We are delighted to kick off the 8th Annual Fair Use Week with a guest post by the worldwide copyright expert, Kenneth D. Crews, as he contemplates an important question on the most recent U.S. copyright legislation. -Kyle K. Courtney
Can Fair Use Survive the CASE Act?
by Kenneth D. Crews
When Congress thinks of COVID, it seems to also think about copyright. Congress made that connection at a critical moment this last December. Embedded in the appropriations bill that gave emergency funding to citizens in need, was a thoroughly unrelated provision establishing a copyright “small-claims court,” where many future infringements may face their decider. The defense of fair use will also be on the docket.
The new law, known as the CASE Act, establishes the Copyright Claims Board within the U.S. Copyright Office, where parties may voluntarily allow their infringement cases to be heard. A copyright owner, as “claimant,” may choose to commence legal action in the new agency. The user of the work, or the “respondent,” may allow the matter to proceed or may choose to opt-out, effectively sending the case back to the copyright owner to decide whether to drop the matter or file a full-fledged lawsuit in federal court.
Realistically, this new court-like Board may be a dark hole where cases mysteriously disappear. Some claims will be filed and then bounced as the respondents opt-out. Other claims will be launched, and respondents will simply vanish or fail to understand or react at all, sending the matter into default. When a proceeding finally comes to fruition, the parties will investigate and present evidence, and the three appointed Copyright Claims Officers will determine the outcome of each case. Any claim of infringement will be subject to relevant defenses, such as expiration of the copyright, as well as fair use and other copyright exceptions.
The Copyright Claims Board will not open for business until late in 2021 at the soonest, but this is a good time to contemplate how fair use might play out. Think of these stages and possibilities:
Raising the Defense. A proceeding begins with the filing of a claim and the formal delivery of notice on the respondent. The first mention of fair use (or any other copyright exception) will typically appear in the respondent’s reply. But surely the claimant will foresee fair use asserted in many of these small-claims proceedings.
Gathering the Evidence. Courts and commentaries regularly remind us that fair use is a fact-specific matter, and the details of each case can determine the outcome. Staff attorneys working for the Board have the authority to investigate a matter, and the Officers have the authority to allow the introduction of evidence. Think of that fourth factor of fair use: the effect of the use on the market for or value of the work. A court will often need confidential economic data about the sales of the work in question and the revenue earned. The Copyright Claims Officers, parties, and staff attorneys do not have clear authority to compel disclosures and discovery. They can “request” documents and information. As a result, the Board could frequently be called upon to decide questions of fair use, but without the needed evidence. The choices at that point will be far from satisfactory.

= = = = = = =

Questions on the material
(1) Which words or phrases does the CASE Act post set inside quotation marks?
(2) In the CASE Act post, could you copy everything from "The new law, known" down to "in federal court.", substituting "rights holder" for "copyright owner"?
Draw only on the CASE Act post for the data.

Saved entries

= = = = = = =

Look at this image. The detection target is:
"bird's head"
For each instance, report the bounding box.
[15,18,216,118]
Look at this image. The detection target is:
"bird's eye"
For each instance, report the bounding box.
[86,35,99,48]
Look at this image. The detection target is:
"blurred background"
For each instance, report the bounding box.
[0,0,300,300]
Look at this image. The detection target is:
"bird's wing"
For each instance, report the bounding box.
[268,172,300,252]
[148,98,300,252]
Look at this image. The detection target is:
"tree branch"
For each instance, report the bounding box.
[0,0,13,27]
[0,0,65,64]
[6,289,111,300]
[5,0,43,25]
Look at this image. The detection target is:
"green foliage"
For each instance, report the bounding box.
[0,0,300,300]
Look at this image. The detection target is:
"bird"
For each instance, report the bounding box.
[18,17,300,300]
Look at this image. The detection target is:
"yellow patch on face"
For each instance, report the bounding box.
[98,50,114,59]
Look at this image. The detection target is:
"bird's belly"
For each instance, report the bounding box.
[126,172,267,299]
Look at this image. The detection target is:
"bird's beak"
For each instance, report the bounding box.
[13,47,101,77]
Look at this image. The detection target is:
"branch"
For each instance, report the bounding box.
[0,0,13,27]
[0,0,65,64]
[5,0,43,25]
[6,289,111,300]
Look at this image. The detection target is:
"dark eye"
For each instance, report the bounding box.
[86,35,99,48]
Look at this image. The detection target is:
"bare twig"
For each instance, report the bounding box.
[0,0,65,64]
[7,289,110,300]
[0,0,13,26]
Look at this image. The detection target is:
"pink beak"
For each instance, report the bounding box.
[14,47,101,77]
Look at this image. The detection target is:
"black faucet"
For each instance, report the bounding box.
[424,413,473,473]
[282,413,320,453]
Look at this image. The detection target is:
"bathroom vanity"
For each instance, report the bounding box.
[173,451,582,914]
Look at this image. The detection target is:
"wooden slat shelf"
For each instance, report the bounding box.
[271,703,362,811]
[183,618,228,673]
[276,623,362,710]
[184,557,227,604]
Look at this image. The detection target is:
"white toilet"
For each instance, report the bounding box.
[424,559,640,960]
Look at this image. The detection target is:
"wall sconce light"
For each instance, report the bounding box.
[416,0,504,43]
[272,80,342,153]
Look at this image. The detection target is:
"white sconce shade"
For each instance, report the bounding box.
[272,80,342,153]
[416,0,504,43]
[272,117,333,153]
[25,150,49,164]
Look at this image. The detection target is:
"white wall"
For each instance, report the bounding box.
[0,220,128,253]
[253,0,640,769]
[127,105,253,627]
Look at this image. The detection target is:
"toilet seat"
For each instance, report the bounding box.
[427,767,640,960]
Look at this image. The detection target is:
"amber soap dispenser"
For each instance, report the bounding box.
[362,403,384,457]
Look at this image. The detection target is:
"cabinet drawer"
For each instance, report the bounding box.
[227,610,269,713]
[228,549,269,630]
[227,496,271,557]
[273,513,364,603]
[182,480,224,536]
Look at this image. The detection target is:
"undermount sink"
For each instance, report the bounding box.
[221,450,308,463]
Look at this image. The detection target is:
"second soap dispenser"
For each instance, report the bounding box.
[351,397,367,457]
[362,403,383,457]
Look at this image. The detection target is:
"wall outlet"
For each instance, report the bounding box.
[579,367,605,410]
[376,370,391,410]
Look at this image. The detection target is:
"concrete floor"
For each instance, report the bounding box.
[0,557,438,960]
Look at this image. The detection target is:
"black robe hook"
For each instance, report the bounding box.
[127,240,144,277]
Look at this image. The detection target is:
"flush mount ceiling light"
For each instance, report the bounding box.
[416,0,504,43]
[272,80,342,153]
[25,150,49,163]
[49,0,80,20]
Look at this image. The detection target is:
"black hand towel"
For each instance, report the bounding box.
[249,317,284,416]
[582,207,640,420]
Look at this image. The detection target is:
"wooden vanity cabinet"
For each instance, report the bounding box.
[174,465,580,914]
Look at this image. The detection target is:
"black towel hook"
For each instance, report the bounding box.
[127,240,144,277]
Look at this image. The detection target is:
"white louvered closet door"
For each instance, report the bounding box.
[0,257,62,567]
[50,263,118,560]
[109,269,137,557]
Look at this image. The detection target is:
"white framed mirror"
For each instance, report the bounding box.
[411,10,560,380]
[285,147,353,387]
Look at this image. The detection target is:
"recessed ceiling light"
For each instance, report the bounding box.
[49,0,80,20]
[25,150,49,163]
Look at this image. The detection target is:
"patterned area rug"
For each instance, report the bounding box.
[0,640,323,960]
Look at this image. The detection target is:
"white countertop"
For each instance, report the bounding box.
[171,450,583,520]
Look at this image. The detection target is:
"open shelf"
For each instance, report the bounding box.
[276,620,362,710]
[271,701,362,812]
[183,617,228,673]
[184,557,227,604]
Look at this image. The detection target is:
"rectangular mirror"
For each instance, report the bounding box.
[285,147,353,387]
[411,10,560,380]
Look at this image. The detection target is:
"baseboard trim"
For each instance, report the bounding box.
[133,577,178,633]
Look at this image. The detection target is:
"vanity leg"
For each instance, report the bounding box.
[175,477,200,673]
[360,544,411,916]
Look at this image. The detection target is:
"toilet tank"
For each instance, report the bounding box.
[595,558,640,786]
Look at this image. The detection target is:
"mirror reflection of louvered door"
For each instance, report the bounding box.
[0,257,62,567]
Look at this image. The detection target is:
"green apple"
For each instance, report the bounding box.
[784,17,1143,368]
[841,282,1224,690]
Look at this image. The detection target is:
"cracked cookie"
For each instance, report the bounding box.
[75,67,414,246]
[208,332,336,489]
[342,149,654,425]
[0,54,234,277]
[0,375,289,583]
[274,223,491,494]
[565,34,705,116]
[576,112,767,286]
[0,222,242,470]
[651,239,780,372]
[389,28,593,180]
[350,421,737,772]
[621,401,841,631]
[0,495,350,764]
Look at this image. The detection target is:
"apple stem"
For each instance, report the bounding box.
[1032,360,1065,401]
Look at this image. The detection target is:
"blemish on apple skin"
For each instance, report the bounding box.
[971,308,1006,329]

= = = = = = =

Solved problems
(1)
- small-claims court
- claimant
- respondent
- request

(2)
The new law, known as the CASE Act, establishes the Copyright Claims Board within the U.S. Copyright Office, where parties may voluntarily allow their infringement cases to be heard. A rights holder, as “claimant,” may choose to commence legal action in the new agency. The user of the work, or the “respondent,” may allow the matter to proceed or may choose to opt-out, effectively sending the case back to the rights holder to decide whether to drop the matter or file a full-fledged lawsuit in federal court.